#### [INSTRUCTIONS TO FOLLOW]
Every entry must be set down exactly in the answer; no pictures should appear.

START ENTRIES PROVIDED

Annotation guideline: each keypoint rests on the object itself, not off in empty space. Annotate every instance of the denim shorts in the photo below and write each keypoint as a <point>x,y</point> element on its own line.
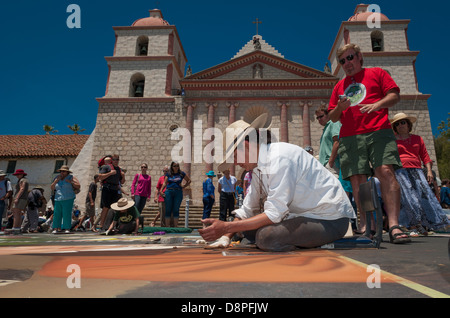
<point>358,154</point>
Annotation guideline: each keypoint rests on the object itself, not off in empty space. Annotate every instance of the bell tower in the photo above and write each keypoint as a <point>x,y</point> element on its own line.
<point>142,102</point>
<point>148,59</point>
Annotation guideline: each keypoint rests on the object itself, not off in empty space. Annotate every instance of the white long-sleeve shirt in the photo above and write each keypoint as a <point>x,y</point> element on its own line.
<point>293,183</point>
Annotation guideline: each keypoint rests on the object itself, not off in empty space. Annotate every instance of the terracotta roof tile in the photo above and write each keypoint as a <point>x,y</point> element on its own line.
<point>16,146</point>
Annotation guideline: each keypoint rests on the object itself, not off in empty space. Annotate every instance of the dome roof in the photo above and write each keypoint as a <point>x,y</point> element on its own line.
<point>155,19</point>
<point>366,15</point>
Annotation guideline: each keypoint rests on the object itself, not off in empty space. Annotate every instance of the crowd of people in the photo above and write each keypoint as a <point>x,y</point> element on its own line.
<point>296,200</point>
<point>24,211</point>
<point>287,198</point>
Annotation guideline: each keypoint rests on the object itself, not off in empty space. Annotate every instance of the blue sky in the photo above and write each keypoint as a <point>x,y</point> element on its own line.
<point>51,74</point>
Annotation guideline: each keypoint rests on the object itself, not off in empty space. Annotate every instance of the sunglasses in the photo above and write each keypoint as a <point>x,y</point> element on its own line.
<point>348,58</point>
<point>401,122</point>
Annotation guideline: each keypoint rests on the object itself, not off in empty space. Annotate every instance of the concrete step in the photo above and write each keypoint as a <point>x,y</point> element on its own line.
<point>195,215</point>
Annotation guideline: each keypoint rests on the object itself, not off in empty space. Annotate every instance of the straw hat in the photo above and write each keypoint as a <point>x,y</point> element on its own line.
<point>239,129</point>
<point>122,204</point>
<point>64,168</point>
<point>401,116</point>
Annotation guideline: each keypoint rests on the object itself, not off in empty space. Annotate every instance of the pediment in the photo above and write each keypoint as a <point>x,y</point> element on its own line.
<point>259,65</point>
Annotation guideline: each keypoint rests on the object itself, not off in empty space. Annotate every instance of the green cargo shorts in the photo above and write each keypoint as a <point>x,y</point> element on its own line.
<point>359,153</point>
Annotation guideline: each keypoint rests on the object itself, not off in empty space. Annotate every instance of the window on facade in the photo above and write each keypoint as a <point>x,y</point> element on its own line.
<point>137,85</point>
<point>142,46</point>
<point>58,165</point>
<point>377,41</point>
<point>11,168</point>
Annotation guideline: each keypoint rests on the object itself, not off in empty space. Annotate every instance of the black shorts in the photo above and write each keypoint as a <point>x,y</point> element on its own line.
<point>109,196</point>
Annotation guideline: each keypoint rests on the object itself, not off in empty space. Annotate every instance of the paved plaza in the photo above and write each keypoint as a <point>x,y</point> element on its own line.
<point>89,265</point>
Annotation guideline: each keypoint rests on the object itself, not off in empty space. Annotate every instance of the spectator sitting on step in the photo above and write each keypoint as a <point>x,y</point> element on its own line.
<point>125,219</point>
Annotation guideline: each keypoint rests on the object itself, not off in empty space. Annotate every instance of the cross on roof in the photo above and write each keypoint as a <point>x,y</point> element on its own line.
<point>257,22</point>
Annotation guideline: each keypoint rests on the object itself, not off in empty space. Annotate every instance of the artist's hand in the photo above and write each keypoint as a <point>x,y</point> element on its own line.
<point>222,242</point>
<point>215,229</point>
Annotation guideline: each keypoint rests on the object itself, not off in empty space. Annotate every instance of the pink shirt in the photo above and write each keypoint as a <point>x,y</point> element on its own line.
<point>158,186</point>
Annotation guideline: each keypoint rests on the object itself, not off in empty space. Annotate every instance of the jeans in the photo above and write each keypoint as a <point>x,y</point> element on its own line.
<point>207,206</point>
<point>173,198</point>
<point>62,215</point>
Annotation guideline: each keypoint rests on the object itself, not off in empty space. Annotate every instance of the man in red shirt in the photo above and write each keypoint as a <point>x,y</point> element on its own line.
<point>361,101</point>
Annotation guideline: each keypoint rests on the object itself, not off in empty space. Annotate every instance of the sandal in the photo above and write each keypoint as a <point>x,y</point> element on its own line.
<point>395,239</point>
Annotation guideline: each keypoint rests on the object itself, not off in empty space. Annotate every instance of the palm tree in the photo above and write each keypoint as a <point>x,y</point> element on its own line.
<point>49,129</point>
<point>76,128</point>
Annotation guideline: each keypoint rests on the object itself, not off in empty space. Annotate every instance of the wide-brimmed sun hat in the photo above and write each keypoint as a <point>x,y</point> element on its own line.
<point>122,204</point>
<point>239,130</point>
<point>210,173</point>
<point>400,116</point>
<point>64,168</point>
<point>19,171</point>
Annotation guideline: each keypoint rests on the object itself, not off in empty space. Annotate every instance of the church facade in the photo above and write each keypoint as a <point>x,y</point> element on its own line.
<point>155,112</point>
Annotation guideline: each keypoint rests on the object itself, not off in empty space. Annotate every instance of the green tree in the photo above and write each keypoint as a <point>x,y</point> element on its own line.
<point>76,129</point>
<point>49,129</point>
<point>442,146</point>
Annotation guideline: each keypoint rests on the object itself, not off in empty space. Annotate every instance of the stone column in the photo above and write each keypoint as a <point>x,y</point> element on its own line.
<point>211,110</point>
<point>231,119</point>
<point>188,143</point>
<point>306,123</point>
<point>284,127</point>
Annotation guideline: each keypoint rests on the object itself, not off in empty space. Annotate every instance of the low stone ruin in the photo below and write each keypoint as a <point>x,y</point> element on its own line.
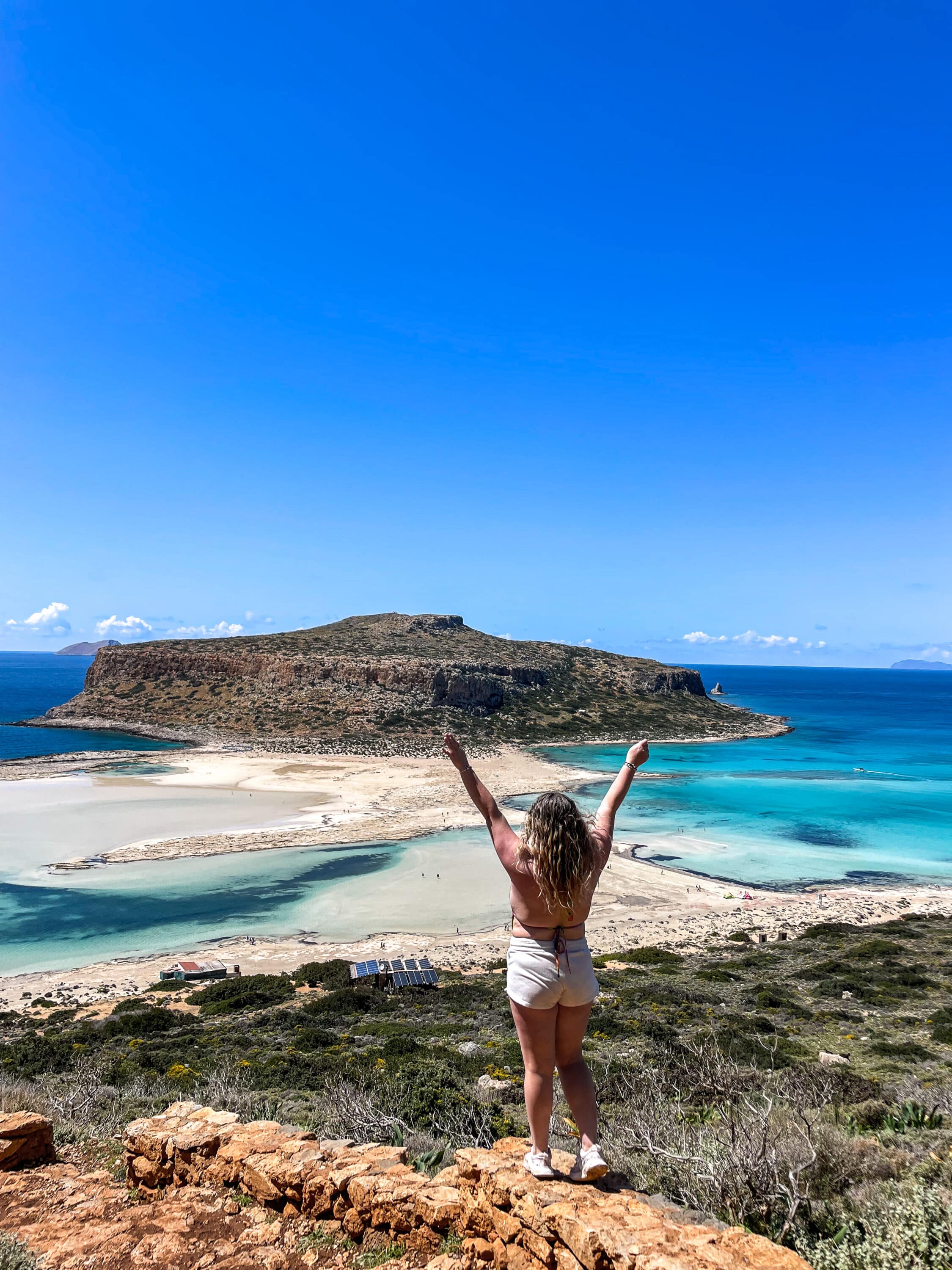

END ENTRIES PROVIDED

#### [YOUR RESPONSE]
Annotation guideline: each keypoint rests on the object itself, not off in empty space. Annotate every instance of the denim shorts in the photo below and write each keypoint as a <point>x,y</point> element on its own line.
<point>358,154</point>
Annotation guideline: each keypoint rests on the object itself, not off in empty space. Annotate every instance of the bell tower in the photo above and write each keypoint as a <point>x,y</point> element on its own line.
<point>142,102</point>
<point>148,59</point>
Annotation guideline: each keypoint rests on the object itself, not off in empty space. Annotate every instance of the white long-sleeve shirt in the photo above and write each keypoint as a <point>x,y</point> element on its own line.
<point>293,183</point>
Annotation guideline: each keypoint rests on the object itself, not off in empty space. Annotate every instance of the terracotta roof tile in the photo above and write each keypoint as a <point>x,y</point> element on its own line.
<point>16,146</point>
Annotation guideline: each keypoint rests on the object itself, not off in empty space. Annotate every instance of the dome roof in the photo above and write each keypoint as a <point>x,y</point> element on its own line.
<point>155,19</point>
<point>366,15</point>
Annotation guideline: each keypoint rests on the object itself, not off in empty space. Annotate every instance of the crowd of people in the photo above and write each keypoint as a <point>x,y</point> element on its own line.
<point>296,200</point>
<point>24,211</point>
<point>287,198</point>
Annotation guideline: each keypoint rests on the object itself, not off in empty space. Annotate every instance of the blue sky in the photo above and write each keypoint as a <point>x,y</point> element on its own line.
<point>51,74</point>
Annotation guideline: each keypoint rests on the object itself, not off in empty space. Annotate every instance of the sunglasses in the photo above and write each keypoint as a <point>x,y</point> element on its own line.
<point>348,58</point>
<point>401,122</point>
Annotation guideline: each keypoint rests on the object itself, not off in empty space. Annotate every instance of the concrete step in the photo above and write each keypoint as a <point>x,y</point> element on its own line.
<point>195,215</point>
Annotation guideline: each keypoint rests on the object itself, not off in empty space. Annotate every instance of the straw hat in the photo above and write each keypoint as a <point>x,y</point> element on its own line.
<point>239,129</point>
<point>122,204</point>
<point>64,168</point>
<point>401,116</point>
Annotation guideline: each keypoint rests on the object itself, not off in empty space. Annotate every instance of the pediment in the photo above and write each keypoint as a <point>x,y</point> element on its own line.
<point>259,65</point>
Annotation guideline: each keypoint rests on the object itself, not off in empty space. Annotate every instance of the green cargo shorts in the photo above and write each keypoint as a <point>x,y</point> element on its own line.
<point>359,153</point>
Annotation guideline: each keypoint rests on the object itself, not off in empty space. Annotate every instance of the window on facade in the photo above and write each keypoint as a <point>x,y</point> element on its own line.
<point>137,85</point>
<point>142,46</point>
<point>58,165</point>
<point>377,41</point>
<point>11,168</point>
Annotation guideline: each keypoint rests on the object itself, not off in empty space. Annotate every instance of the black shorts in the photo above and write each keypoint as a <point>x,y</point> element on its own line.
<point>109,196</point>
Annotation guideline: each keypoint rests on the object itself, not off in empty space. Annotate every instance of the paved plaza in the photo above and write each keypoint as a <point>x,y</point> element on its own line.
<point>89,265</point>
Annotation guideline: each keypoint rests on the object itself, not off in empty space. Annotate every instance of the spectator sitting on step in the photo above and write each keypoint as a <point>x,y</point> element on its own line.
<point>125,219</point>
Annotation guideline: each keypoint rests on the object itself, not off in empty space. Annotate every instance of the cross on roof in the photo above and write each keypoint as a <point>x,y</point> element on its own line.
<point>257,22</point>
Annotation guideline: each keypoint rests on the object itself, not off in empty space. Annotate every instance of the artist's hand in the photo above and write each keypoint as a <point>x,y</point> element on its own line.
<point>222,242</point>
<point>215,229</point>
Annotation guideline: each keypoint rests on the object itself, not off in empty space. Annotate every instance of the pink shirt in the photo above and write each keypoint as a <point>x,y</point> element on its own line.
<point>158,186</point>
Annotation guideline: each keypoint rests on the object itself, not off in empty space. Annotate every instance of the jeans in the photo above and write each keypoint as a <point>x,y</point> element on its own line.
<point>207,206</point>
<point>173,198</point>
<point>62,215</point>
Annotation guideline: each keypoint rests on the object itself, not off in empty space. Annotate every instance of the man in red shirt in the photo above and write each keypoint as a <point>x,y</point> element on its own line.
<point>361,101</point>
Annotation guideline: each keypoint rests on the object itself, not off in empty space. Annotate every instance of the sandal in the photo above and write each keypoint as a <point>x,y</point> element on its own line.
<point>395,239</point>
Annotation guideline: each keypoint rests on the object itself, not off in empty space. Annotate every instance of the palm tree in the photo above and write each keypoint as a <point>x,y</point> element on its own line.
<point>49,129</point>
<point>76,128</point>
Annotation guideline: each keypoint rests on the object itself, not off in empty space. Annotate every instance of the wide-brimmed sun hat in the photo above and write each keypoint as a <point>x,y</point> element on its own line.
<point>122,204</point>
<point>239,130</point>
<point>210,173</point>
<point>400,116</point>
<point>64,168</point>
<point>19,171</point>
Annotation guideline: each keypoint rests on the object itself, not off in empty space. Annotate every instance of the church facade in the photo above and write each keypoint as a <point>x,y</point> element on its own line.
<point>155,112</point>
Annotation guideline: each keypoint rests on the object itself, not off in empty space. Annotate every instance of the green tree in the photo above and write each keypoint as a <point>x,y</point> element on its own line.
<point>76,129</point>
<point>49,129</point>
<point>442,146</point>
Annotation guideline: each keypoint rests on the object itself, not off in empty space. Annotate every instance of the stone column in the photo above and write each keypoint as a <point>x,y</point> element on its own line.
<point>211,110</point>
<point>231,119</point>
<point>188,143</point>
<point>306,123</point>
<point>284,127</point>
Annotation guideline: each keypoint rests on the object itself, not off in empty space. Annotate every instance of the low stone ruin in the photo below and write each keypoint as a <point>x,y</point> element on its own line.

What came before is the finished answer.